START The data
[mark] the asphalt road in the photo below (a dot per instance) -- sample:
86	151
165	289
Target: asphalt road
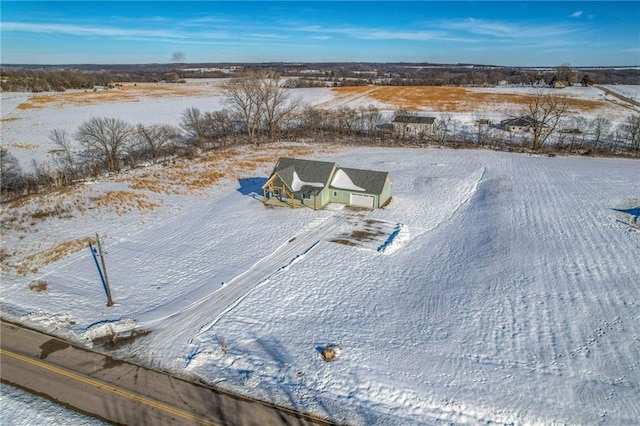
124	393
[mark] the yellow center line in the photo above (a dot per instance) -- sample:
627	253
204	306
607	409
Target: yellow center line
110	388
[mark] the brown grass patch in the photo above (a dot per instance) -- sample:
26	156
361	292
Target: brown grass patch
121	93
447	99
124	201
23	146
30	263
186	176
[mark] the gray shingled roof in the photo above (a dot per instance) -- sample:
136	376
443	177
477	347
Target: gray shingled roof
320	171
372	181
307	170
414	119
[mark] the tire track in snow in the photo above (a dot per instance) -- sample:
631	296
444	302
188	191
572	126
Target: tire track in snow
200	316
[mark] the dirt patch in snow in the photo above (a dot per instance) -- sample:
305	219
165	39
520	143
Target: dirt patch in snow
122	93
447	99
31	263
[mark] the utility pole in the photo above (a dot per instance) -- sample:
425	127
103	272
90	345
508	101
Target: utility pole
102	271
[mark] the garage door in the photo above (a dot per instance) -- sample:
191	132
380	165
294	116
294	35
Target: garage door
361	200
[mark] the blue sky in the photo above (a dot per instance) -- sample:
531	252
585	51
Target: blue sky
580	33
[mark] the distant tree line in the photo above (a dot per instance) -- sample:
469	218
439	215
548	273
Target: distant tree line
59	78
257	110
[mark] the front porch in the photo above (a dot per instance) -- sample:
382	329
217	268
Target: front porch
273	201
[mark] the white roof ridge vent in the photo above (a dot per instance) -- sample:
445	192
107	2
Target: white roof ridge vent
342	181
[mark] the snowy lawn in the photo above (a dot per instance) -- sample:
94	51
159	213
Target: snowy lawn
509	292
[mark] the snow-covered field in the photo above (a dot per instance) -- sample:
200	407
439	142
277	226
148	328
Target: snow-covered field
27	123
510	294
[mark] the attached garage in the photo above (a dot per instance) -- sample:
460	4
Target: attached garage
362	200
298	182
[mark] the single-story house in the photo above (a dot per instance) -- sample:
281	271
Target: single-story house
296	182
414	124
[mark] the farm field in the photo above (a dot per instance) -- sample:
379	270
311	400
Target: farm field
27	119
510	294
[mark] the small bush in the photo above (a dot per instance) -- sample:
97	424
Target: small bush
329	352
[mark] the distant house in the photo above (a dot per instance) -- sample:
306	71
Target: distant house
414	124
295	182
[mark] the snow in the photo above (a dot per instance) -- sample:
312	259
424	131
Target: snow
20	408
297	183
510	295
494	288
342	181
630	91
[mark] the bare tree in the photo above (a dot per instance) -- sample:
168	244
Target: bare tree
245	99
371	116
482	127
631	132
544	110
193	124
154	138
220	125
65	160
600	128
277	105
443	127
11	176
107	138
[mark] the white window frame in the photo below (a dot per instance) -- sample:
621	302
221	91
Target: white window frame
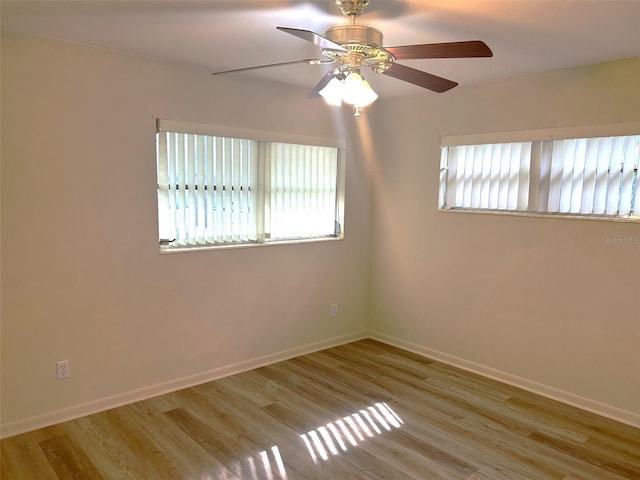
259	140
538	140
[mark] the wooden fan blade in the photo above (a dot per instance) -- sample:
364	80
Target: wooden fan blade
420	78
314	38
308	61
473	48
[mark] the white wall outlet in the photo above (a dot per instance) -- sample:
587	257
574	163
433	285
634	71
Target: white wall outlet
63	369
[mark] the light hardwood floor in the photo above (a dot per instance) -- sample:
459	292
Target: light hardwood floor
364	410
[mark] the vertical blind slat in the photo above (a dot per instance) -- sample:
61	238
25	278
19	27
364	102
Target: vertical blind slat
570	176
223	190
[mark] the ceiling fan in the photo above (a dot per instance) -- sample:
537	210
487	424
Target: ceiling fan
352	47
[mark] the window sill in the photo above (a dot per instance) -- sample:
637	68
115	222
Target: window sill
523	213
232	246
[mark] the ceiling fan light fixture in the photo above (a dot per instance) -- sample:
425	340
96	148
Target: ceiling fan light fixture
357	91
332	92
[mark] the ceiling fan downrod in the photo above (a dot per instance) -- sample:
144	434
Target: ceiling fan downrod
352	8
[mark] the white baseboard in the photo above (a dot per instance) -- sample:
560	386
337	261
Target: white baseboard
603	409
76	411
10	429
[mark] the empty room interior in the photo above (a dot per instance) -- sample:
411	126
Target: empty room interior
485	343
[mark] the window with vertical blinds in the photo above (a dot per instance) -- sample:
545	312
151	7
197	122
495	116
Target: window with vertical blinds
594	177
223	190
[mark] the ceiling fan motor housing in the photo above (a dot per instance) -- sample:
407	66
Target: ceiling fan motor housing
363	45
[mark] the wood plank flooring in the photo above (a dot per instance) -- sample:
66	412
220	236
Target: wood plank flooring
364	410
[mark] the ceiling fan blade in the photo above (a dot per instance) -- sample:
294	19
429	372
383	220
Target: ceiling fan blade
313	37
308	61
473	48
420	78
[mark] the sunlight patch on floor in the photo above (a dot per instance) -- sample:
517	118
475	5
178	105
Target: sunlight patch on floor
336	437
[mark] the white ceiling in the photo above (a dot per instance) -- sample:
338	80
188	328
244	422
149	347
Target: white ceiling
526	36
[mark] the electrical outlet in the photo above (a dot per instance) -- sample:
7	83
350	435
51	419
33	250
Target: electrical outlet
63	370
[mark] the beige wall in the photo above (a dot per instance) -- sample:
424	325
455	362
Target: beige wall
539	302
82	278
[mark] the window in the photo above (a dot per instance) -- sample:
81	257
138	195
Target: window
590	176
231	190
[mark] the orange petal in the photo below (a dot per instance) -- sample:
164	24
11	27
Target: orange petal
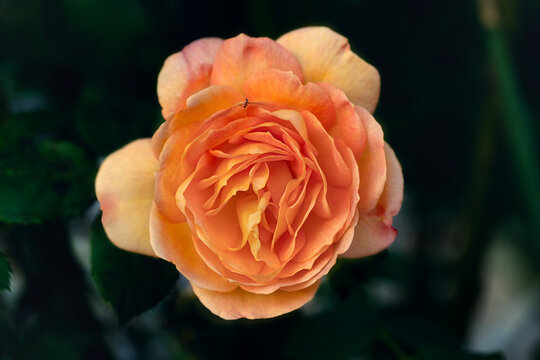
242	56
185	73
199	107
371	236
348	126
392	196
242	304
326	56
375	233
371	164
283	88
125	189
173	242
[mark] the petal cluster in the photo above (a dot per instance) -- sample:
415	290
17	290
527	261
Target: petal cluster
268	167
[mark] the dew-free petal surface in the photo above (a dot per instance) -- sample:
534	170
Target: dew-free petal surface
242	56
125	189
239	303
174	243
326	56
186	72
374	232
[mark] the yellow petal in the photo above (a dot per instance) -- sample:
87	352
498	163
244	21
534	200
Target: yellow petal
125	189
326	56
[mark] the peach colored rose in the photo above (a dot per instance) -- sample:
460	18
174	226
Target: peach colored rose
268	167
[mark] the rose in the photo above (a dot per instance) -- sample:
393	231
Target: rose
268	167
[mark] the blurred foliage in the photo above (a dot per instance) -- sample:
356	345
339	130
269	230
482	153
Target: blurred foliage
131	283
77	81
5	271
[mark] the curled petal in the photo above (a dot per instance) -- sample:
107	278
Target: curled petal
326	56
239	303
184	73
199	107
173	242
125	188
283	88
243	56
374	232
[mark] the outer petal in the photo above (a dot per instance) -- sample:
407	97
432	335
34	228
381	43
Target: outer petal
371	164
326	56
242	56
392	196
186	72
173	242
375	233
239	303
125	189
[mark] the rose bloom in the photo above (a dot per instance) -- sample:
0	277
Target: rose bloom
268	168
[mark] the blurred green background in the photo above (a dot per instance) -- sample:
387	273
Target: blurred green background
459	104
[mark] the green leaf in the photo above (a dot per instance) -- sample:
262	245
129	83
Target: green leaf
5	272
44	181
131	283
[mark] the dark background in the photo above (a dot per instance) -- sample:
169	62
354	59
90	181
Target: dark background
459	104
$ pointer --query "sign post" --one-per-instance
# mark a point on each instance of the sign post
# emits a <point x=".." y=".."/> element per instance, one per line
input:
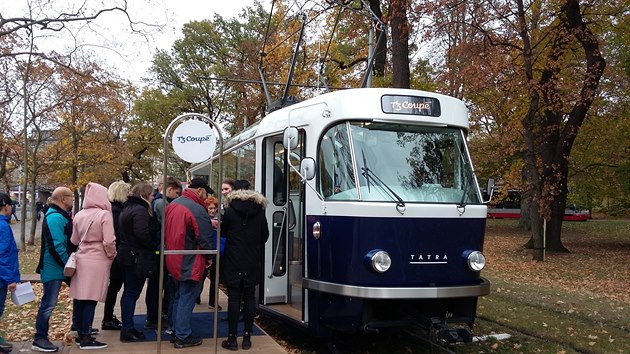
<point x="194" y="140"/>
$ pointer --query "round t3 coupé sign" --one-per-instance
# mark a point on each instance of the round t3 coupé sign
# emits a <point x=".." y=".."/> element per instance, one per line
<point x="194" y="141"/>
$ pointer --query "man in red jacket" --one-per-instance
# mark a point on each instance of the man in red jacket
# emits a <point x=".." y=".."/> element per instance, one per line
<point x="188" y="227"/>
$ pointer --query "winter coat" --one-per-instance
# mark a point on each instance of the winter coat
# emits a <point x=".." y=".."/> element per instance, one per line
<point x="9" y="268"/>
<point x="188" y="227"/>
<point x="55" y="246"/>
<point x="246" y="230"/>
<point x="137" y="230"/>
<point x="93" y="232"/>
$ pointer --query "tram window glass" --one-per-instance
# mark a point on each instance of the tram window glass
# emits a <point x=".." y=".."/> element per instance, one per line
<point x="279" y="186"/>
<point x="336" y="170"/>
<point x="418" y="163"/>
<point x="240" y="163"/>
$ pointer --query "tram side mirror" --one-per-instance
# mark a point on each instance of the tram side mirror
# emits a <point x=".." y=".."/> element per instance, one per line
<point x="489" y="190"/>
<point x="307" y="168"/>
<point x="290" y="138"/>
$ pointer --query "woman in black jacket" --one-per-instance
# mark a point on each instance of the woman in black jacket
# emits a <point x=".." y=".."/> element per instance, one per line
<point x="245" y="227"/>
<point x="137" y="238"/>
<point x="117" y="194"/>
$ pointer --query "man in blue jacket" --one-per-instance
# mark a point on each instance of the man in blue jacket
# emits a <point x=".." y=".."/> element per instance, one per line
<point x="56" y="232"/>
<point x="9" y="268"/>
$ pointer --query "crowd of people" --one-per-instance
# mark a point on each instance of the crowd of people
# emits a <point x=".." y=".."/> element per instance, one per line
<point x="116" y="241"/>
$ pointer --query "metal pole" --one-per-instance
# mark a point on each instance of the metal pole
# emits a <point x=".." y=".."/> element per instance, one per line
<point x="163" y="252"/>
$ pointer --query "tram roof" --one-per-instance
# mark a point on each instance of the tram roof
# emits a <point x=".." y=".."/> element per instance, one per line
<point x="361" y="104"/>
<point x="349" y="104"/>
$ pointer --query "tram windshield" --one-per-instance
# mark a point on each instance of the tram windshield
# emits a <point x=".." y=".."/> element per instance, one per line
<point x="374" y="161"/>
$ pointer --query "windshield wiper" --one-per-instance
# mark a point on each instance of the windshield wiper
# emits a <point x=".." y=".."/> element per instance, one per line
<point x="370" y="175"/>
<point x="366" y="169"/>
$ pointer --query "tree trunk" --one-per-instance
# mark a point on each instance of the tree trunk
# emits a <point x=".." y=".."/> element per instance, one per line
<point x="527" y="195"/>
<point x="31" y="234"/>
<point x="400" y="44"/>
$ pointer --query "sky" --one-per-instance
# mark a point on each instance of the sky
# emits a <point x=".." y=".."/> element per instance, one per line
<point x="111" y="41"/>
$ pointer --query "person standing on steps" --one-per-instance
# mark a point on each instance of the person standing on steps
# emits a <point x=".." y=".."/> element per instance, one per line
<point x="137" y="231"/>
<point x="246" y="230"/>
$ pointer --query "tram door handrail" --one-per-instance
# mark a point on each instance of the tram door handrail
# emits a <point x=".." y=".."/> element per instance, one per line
<point x="164" y="252"/>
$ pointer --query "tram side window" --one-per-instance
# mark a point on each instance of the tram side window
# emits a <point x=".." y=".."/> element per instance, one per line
<point x="279" y="182"/>
<point x="238" y="164"/>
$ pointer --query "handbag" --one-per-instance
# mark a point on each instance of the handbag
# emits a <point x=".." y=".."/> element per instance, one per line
<point x="71" y="264"/>
<point x="145" y="264"/>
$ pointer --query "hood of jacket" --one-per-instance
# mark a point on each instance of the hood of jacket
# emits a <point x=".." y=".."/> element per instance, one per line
<point x="246" y="202"/>
<point x="96" y="197"/>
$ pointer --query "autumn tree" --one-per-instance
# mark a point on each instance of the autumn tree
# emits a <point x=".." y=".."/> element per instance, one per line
<point x="553" y="50"/>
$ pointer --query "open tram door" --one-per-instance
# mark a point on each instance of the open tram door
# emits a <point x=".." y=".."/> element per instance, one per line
<point x="284" y="252"/>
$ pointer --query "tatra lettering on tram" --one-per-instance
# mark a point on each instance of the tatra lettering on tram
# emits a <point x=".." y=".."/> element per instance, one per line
<point x="375" y="214"/>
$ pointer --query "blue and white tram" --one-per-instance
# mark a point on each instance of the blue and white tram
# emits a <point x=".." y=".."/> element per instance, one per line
<point x="376" y="217"/>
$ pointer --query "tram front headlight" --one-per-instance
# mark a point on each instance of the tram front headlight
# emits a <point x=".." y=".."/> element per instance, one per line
<point x="379" y="260"/>
<point x="476" y="261"/>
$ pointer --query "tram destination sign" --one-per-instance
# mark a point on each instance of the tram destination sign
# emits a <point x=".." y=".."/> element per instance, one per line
<point x="416" y="105"/>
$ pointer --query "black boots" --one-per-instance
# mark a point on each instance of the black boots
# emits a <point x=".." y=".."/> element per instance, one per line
<point x="247" y="341"/>
<point x="88" y="342"/>
<point x="230" y="343"/>
<point x="131" y="335"/>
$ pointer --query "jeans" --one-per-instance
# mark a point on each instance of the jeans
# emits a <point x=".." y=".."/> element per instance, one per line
<point x="152" y="298"/>
<point x="235" y="294"/>
<point x="212" y="272"/>
<point x="3" y="297"/>
<point x="131" y="293"/>
<point x="170" y="290"/>
<point x="46" y="306"/>
<point x="85" y="315"/>
<point x="183" y="305"/>
<point x="116" y="279"/>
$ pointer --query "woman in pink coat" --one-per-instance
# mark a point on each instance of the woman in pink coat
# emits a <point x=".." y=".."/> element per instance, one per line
<point x="93" y="232"/>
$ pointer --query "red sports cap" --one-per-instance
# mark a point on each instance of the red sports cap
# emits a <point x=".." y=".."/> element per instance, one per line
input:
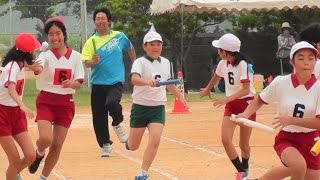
<point x="26" y="42"/>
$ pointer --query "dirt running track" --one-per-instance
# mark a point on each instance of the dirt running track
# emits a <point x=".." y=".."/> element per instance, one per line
<point x="190" y="149"/>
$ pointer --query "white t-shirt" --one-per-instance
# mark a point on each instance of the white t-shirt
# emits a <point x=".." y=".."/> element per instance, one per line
<point x="57" y="68"/>
<point x="150" y="69"/>
<point x="294" y="100"/>
<point x="317" y="69"/>
<point x="234" y="76"/>
<point x="13" y="72"/>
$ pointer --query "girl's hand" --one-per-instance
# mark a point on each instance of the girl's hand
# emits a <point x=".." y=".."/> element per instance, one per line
<point x="220" y="102"/>
<point x="184" y="102"/>
<point x="67" y="83"/>
<point x="36" y="67"/>
<point x="205" y="92"/>
<point x="29" y="113"/>
<point x="152" y="83"/>
<point x="281" y="122"/>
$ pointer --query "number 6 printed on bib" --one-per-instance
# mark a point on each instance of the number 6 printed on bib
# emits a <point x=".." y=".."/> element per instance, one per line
<point x="60" y="75"/>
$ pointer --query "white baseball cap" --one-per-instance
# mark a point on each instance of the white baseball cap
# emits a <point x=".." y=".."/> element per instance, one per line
<point x="228" y="42"/>
<point x="152" y="36"/>
<point x="302" y="45"/>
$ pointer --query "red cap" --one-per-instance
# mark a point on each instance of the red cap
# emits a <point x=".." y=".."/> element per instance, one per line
<point x="56" y="18"/>
<point x="26" y="42"/>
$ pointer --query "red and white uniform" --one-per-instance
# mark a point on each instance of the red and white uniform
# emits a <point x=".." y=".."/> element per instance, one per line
<point x="317" y="68"/>
<point x="13" y="72"/>
<point x="57" y="68"/>
<point x="12" y="119"/>
<point x="234" y="76"/>
<point x="55" y="103"/>
<point x="294" y="100"/>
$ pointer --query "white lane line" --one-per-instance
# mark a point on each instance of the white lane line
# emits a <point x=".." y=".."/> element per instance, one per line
<point x="197" y="147"/>
<point x="56" y="173"/>
<point x="158" y="170"/>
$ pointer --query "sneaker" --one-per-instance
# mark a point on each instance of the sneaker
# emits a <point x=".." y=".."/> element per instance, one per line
<point x="246" y="173"/>
<point x="241" y="176"/>
<point x="106" y="150"/>
<point x="18" y="177"/>
<point x="121" y="133"/>
<point x="143" y="177"/>
<point x="35" y="165"/>
<point x="127" y="145"/>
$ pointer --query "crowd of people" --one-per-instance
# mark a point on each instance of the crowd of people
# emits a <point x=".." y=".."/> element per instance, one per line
<point x="60" y="73"/>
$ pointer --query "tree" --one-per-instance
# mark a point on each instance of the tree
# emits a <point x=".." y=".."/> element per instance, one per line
<point x="133" y="17"/>
<point x="42" y="10"/>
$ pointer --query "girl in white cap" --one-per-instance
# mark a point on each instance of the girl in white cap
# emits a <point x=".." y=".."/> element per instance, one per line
<point x="148" y="108"/>
<point x="234" y="68"/>
<point x="13" y="112"/>
<point x="298" y="100"/>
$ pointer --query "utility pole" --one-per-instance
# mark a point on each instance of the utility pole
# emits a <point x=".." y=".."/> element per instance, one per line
<point x="84" y="27"/>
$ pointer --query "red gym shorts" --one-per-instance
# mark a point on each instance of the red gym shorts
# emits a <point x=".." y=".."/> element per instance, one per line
<point x="303" y="142"/>
<point x="238" y="106"/>
<point x="56" y="108"/>
<point x="13" y="121"/>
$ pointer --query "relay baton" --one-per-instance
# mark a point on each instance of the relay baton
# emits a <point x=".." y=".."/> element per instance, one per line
<point x="252" y="124"/>
<point x="169" y="82"/>
<point x="315" y="148"/>
<point x="94" y="46"/>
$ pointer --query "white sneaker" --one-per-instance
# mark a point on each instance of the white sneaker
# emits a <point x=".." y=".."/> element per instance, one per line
<point x="121" y="133"/>
<point x="106" y="150"/>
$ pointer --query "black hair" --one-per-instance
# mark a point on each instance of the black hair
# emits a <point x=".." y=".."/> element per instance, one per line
<point x="103" y="10"/>
<point x="59" y="25"/>
<point x="239" y="56"/>
<point x="311" y="34"/>
<point x="16" y="55"/>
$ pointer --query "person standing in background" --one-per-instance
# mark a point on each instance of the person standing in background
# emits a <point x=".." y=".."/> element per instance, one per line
<point x="285" y="43"/>
<point x="311" y="34"/>
<point x="103" y="53"/>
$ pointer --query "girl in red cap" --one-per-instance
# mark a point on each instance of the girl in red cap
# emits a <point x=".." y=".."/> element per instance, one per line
<point x="60" y="74"/>
<point x="13" y="112"/>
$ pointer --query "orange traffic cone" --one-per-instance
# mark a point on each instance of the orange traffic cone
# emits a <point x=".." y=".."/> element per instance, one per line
<point x="178" y="107"/>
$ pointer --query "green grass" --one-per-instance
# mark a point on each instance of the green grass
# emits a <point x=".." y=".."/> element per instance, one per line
<point x="74" y="40"/>
<point x="82" y="96"/>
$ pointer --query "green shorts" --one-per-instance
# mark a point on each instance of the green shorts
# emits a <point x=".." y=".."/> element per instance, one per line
<point x="141" y="115"/>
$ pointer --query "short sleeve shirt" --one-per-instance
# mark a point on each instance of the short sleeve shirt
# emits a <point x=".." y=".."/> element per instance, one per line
<point x="234" y="76"/>
<point x="110" y="48"/>
<point x="57" y="68"/>
<point x="150" y="69"/>
<point x="294" y="99"/>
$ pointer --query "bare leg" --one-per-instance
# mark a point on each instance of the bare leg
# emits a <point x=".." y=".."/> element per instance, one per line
<point x="59" y="136"/>
<point x="155" y="131"/>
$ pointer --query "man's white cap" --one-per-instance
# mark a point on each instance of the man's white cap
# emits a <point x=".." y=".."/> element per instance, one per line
<point x="302" y="45"/>
<point x="228" y="42"/>
<point x="152" y="36"/>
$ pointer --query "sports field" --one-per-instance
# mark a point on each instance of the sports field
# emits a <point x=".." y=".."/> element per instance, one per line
<point x="190" y="149"/>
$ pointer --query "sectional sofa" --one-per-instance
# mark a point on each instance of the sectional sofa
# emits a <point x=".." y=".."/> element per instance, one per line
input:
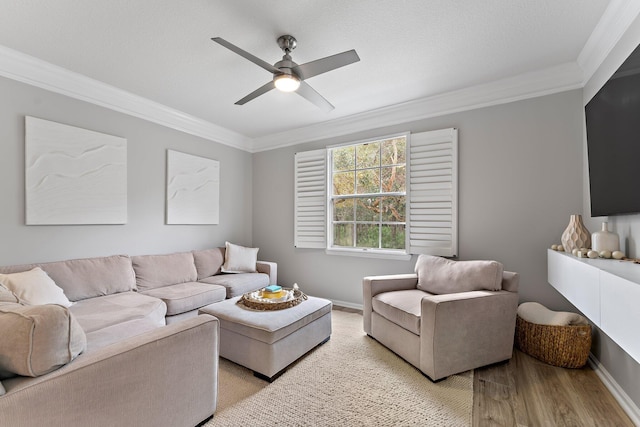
<point x="122" y="345"/>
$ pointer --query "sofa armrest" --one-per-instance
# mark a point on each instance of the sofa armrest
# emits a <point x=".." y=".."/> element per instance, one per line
<point x="269" y="268"/>
<point x="462" y="331"/>
<point x="374" y="285"/>
<point x="167" y="376"/>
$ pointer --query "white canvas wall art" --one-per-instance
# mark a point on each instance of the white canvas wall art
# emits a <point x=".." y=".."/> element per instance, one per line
<point x="193" y="189"/>
<point x="74" y="175"/>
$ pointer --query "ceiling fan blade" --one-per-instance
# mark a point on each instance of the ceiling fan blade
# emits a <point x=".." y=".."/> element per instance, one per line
<point x="246" y="55"/>
<point x="256" y="93"/>
<point x="311" y="95"/>
<point x="319" y="66"/>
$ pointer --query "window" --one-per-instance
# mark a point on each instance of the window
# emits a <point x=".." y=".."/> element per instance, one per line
<point x="367" y="203"/>
<point x="386" y="197"/>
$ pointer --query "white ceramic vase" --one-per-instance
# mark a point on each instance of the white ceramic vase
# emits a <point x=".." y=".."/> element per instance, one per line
<point x="576" y="235"/>
<point x="605" y="240"/>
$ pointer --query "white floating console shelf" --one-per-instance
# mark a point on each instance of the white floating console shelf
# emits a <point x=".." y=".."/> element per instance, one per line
<point x="606" y="291"/>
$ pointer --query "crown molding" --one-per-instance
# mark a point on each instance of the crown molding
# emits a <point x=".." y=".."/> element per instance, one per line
<point x="560" y="78"/>
<point x="36" y="72"/>
<point x="615" y="21"/>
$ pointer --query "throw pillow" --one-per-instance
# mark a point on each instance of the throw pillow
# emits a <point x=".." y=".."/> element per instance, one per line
<point x="34" y="287"/>
<point x="439" y="275"/>
<point x="238" y="259"/>
<point x="6" y="295"/>
<point x="37" y="339"/>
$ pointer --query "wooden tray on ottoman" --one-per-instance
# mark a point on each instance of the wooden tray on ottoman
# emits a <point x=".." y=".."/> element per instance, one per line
<point x="255" y="301"/>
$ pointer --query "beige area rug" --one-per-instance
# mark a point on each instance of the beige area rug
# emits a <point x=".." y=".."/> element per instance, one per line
<point x="351" y="380"/>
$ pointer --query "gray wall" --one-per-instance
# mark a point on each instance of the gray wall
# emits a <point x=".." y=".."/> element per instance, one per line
<point x="520" y="177"/>
<point x="145" y="230"/>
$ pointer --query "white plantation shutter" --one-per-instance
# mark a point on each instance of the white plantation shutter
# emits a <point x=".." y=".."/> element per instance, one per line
<point x="310" y="199"/>
<point x="433" y="193"/>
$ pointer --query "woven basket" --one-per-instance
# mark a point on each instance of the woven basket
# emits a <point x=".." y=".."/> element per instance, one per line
<point x="564" y="346"/>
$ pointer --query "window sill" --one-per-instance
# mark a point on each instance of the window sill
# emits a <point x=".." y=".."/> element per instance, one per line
<point x="364" y="253"/>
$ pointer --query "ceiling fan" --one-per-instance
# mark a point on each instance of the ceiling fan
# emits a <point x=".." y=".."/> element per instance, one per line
<point x="289" y="76"/>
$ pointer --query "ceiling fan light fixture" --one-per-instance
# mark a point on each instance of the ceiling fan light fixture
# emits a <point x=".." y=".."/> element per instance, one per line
<point x="286" y="82"/>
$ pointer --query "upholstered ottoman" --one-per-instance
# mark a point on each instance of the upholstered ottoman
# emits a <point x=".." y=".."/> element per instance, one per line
<point x="267" y="342"/>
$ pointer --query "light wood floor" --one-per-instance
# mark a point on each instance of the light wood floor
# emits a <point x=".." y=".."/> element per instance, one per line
END The data
Please give the number of lines in the entries that contain the word "mirror", and nothing besides it.

2